Selection>
#####
Learn more about the youthful influences that made Abraham Lincoln great by visiting the Lincoln Boyhood National Memorial, a farmstead in Lincoln City, Indiana, where the future 16th president lived from 1816 to 1830. While living at what is now the Lincoln Boyhood National Memorial farm, Lincoln lost his mother and sister.

Less than an 80-minute drive west of Louisville and just 45 minutes east of Evansville, IN, the Lincoln Boyhood National Memorial gives a picture of the Great Emancipator, particularly his growing distaste for slavery, compassion for others, respect for education and hard work and  belief in the importance of honesty and a good sense of humor.

Start your tour of Indiana's first national park by heading to the Memorial Visitor Center, where you can catch a 15-minute orientation film. Five sculpted limestone panels measuring eight by nearly 14 feet on the visitor center's exterior depict phases of Lincoln's life: Kentucky, Indiana, Illinois; Washington, D.C., and Lincoln's legacy. Renowned landscape architect Frederick Law Olmsted Jr., son of the genius behind New York City's Central Park, designed the landscaping that surrounds the visitor's center.

Then take the trail to Pioneer Cemetery and the burial plot of Lincoln's mother, Nancy Hanks Lincoln. Lincoln's older sister, Sarah Lincoln Grigsby, who died in childbirth in 1828, is buried nearby in Little Pigeon Baptist Church cemetery.

Further on is the Lincoln Living Historical Farm, which recreates a pioneer homestead, complete with a cabin, outbuildings, split-rail fences, docile farm animals, gardens and crops. While the farm contains no structure dating to Lincoln's time there, costumed interpreters demonstrate farming, cooking, chores and crafts dating to the 1820s. 

If you enjoy your visit to Lincoln's Boyhood Home in Indiana, be sure to visit Lincoln's boyhood home in Hodgenville, KY, two hours away by car. Lincoln lived at that site from age 2 until the Lincoln family moved northwest to Indiana. The Lincolns moved yet further west to Illinois in 1830.

Lincoln's Boyhood National Memorial is open daily from 8 a.m. to 5 p.m. Central time except for the months of December through February, when the park closes an hour earlier. The national park is closed on Thanksgiving, Christmas and New Year's Day. The Living Historical Farm is open only from mid-April through September.
#####
Exercise instructions>
(a) According to the memorial description, during which years did Lincoln live at the Lincoln City, Indiana farmstead?
(b) Reproduce the part of the memorial description starting with "Then take the" and going on through "to the 1820s.", replacing "split-rail fences" with "wooden fences".
(c) Summarize the memorial description in two sentences.
#####
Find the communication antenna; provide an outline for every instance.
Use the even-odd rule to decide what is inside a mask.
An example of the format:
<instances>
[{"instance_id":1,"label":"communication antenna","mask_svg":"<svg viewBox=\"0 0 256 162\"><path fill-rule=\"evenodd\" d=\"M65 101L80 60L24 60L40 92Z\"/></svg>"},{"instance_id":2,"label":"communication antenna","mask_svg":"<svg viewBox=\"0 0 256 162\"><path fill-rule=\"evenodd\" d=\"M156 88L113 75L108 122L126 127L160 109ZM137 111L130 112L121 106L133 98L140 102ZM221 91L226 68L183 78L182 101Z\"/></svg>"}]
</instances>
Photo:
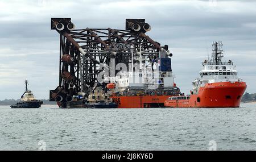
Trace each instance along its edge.
<instances>
[{"instance_id":1,"label":"communication antenna","mask_svg":"<svg viewBox=\"0 0 256 162\"><path fill-rule=\"evenodd\" d=\"M26 85L26 90L25 92L27 92L27 85L28 84L28 82L27 81L27 80L25 80L25 85Z\"/></svg>"}]
</instances>

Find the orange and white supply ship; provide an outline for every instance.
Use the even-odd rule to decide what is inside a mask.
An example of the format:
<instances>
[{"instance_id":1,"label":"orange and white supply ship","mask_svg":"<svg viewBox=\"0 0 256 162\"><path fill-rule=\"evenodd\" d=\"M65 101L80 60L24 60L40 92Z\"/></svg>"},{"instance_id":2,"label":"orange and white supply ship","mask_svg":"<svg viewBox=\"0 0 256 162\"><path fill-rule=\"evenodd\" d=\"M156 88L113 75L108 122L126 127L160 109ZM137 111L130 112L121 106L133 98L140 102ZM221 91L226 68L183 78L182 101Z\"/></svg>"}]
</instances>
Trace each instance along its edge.
<instances>
[{"instance_id":1,"label":"orange and white supply ship","mask_svg":"<svg viewBox=\"0 0 256 162\"><path fill-rule=\"evenodd\" d=\"M141 49L139 52L131 49L131 67L128 72L105 77L105 82L110 81L106 86L110 90L110 98L118 108L163 107L167 98L180 94L174 83L169 57L172 54L162 48L157 58L150 60Z\"/></svg>"},{"instance_id":2,"label":"orange and white supply ship","mask_svg":"<svg viewBox=\"0 0 256 162\"><path fill-rule=\"evenodd\" d=\"M232 60L222 62L223 44L213 43L212 59L203 63L201 78L192 82L188 95L171 97L164 102L171 107L238 107L246 84L237 77Z\"/></svg>"}]
</instances>

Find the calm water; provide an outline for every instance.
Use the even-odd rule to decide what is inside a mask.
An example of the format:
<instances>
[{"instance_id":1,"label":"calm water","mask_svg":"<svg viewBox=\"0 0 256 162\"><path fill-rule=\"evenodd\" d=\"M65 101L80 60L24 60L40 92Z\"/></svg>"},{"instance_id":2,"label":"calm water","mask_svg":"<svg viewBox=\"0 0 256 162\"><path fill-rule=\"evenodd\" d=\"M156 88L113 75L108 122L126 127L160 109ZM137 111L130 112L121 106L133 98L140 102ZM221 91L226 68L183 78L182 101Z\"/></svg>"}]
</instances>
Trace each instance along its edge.
<instances>
[{"instance_id":1,"label":"calm water","mask_svg":"<svg viewBox=\"0 0 256 162\"><path fill-rule=\"evenodd\" d=\"M0 149L256 150L256 103L240 109L0 106Z\"/></svg>"}]
</instances>

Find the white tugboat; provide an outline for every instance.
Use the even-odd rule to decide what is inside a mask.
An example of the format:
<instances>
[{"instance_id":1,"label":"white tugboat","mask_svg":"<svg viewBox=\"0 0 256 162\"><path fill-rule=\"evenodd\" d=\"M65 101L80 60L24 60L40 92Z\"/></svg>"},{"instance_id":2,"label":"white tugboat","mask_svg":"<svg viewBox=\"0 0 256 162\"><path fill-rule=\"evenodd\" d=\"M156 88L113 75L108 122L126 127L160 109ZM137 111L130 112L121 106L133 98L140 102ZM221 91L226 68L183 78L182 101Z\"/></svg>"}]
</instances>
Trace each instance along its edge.
<instances>
[{"instance_id":1,"label":"white tugboat","mask_svg":"<svg viewBox=\"0 0 256 162\"><path fill-rule=\"evenodd\" d=\"M38 100L33 95L32 91L27 89L27 80L25 80L26 90L22 94L20 101L11 105L11 108L39 108L43 101Z\"/></svg>"}]
</instances>

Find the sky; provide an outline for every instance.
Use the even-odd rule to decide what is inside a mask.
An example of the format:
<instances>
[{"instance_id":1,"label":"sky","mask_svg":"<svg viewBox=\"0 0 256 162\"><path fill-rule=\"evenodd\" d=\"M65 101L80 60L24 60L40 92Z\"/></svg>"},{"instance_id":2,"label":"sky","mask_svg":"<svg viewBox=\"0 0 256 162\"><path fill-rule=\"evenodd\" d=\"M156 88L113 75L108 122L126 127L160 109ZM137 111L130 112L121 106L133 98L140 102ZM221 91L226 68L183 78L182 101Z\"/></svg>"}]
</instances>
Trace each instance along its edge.
<instances>
[{"instance_id":1,"label":"sky","mask_svg":"<svg viewBox=\"0 0 256 162\"><path fill-rule=\"evenodd\" d=\"M187 94L212 41L222 41L246 92L256 93L255 9L252 0L0 0L0 99L19 98L25 79L39 99L57 86L59 42L52 17L71 18L76 28L125 29L126 18L146 19L151 26L146 34L169 45L175 82Z\"/></svg>"}]
</instances>

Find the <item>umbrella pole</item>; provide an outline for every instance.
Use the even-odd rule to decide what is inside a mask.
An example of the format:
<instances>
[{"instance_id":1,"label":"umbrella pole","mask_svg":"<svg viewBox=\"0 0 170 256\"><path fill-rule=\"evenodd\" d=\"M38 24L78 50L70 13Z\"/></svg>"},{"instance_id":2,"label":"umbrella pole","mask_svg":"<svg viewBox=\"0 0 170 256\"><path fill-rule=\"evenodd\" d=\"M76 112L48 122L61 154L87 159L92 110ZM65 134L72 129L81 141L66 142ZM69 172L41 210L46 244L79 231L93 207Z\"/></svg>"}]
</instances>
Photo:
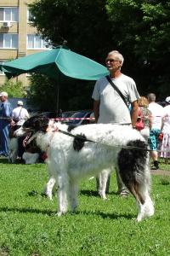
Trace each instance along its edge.
<instances>
[{"instance_id":1,"label":"umbrella pole","mask_svg":"<svg viewBox=\"0 0 170 256\"><path fill-rule=\"evenodd\" d=\"M57 84L57 116L60 116L60 109L59 109L59 95L60 95L60 86Z\"/></svg>"}]
</instances>

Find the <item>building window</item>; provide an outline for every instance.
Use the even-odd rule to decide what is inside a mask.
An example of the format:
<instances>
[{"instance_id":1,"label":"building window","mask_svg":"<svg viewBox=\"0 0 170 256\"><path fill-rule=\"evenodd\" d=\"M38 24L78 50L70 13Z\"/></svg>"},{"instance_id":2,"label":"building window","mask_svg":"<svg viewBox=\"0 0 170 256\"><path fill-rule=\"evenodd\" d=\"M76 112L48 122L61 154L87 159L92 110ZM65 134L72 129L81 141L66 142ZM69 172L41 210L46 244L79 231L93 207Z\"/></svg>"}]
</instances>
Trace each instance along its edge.
<instances>
[{"instance_id":1,"label":"building window","mask_svg":"<svg viewBox=\"0 0 170 256\"><path fill-rule=\"evenodd\" d=\"M0 34L0 48L18 49L18 34Z\"/></svg>"},{"instance_id":2,"label":"building window","mask_svg":"<svg viewBox=\"0 0 170 256\"><path fill-rule=\"evenodd\" d=\"M37 35L27 35L27 49L47 49L49 44Z\"/></svg>"},{"instance_id":3,"label":"building window","mask_svg":"<svg viewBox=\"0 0 170 256\"><path fill-rule=\"evenodd\" d=\"M0 8L0 21L19 21L18 8Z\"/></svg>"},{"instance_id":4,"label":"building window","mask_svg":"<svg viewBox=\"0 0 170 256\"><path fill-rule=\"evenodd\" d=\"M29 8L27 9L27 22L32 22L32 20L34 20L34 16L31 13Z\"/></svg>"},{"instance_id":5,"label":"building window","mask_svg":"<svg viewBox=\"0 0 170 256\"><path fill-rule=\"evenodd\" d=\"M0 61L0 65L2 65L3 63L4 63L4 61ZM4 72L1 71L1 69L0 69L0 75L4 75L4 74L5 74Z\"/></svg>"}]
</instances>

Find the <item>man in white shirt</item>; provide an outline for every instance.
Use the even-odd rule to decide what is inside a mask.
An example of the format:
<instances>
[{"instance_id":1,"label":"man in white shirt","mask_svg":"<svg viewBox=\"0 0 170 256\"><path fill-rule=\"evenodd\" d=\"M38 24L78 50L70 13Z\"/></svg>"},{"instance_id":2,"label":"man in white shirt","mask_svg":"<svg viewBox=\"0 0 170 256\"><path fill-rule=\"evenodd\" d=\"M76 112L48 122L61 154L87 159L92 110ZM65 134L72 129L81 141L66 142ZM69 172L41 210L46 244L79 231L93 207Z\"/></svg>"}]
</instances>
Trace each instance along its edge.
#####
Full solutions>
(a) From 1816 to 1830.

(b)
Then take the trail to Pioneer Cemetery and the burial plot of Lincoln's mother, Nancy Hanks Lincoln. Lincoln's older sister, Sarah Lincoln Grigsby, who died in childbirth in 1828, is buried nearby in Little Pigeon Baptist Church cemetery.

Further on is the Lincoln Living Historical Farm, which recreates a pioneer homestead, complete with a cabin, outbuildings, wooden fences, docile farm animals, gardens and crops. While the farm contains no structure dating to Lincoln's time there, costumed interpreters demonstrate farming, cooking, chores and crafts dating to the 1820s.

(c) The Lincoln Boyhood National Memorial in Lincoln City, Indiana, is the farmstead where Abraham Lincoln lived from 1816 to 1830 and where he lost his mother and sister. Visitors can see an orientation film and sculpted panels at the visitor center, walk to his mother's burial plot, and tour a living historical farm where costumed interpreters demonstrate 1820s farming, cooking, chores and crafts.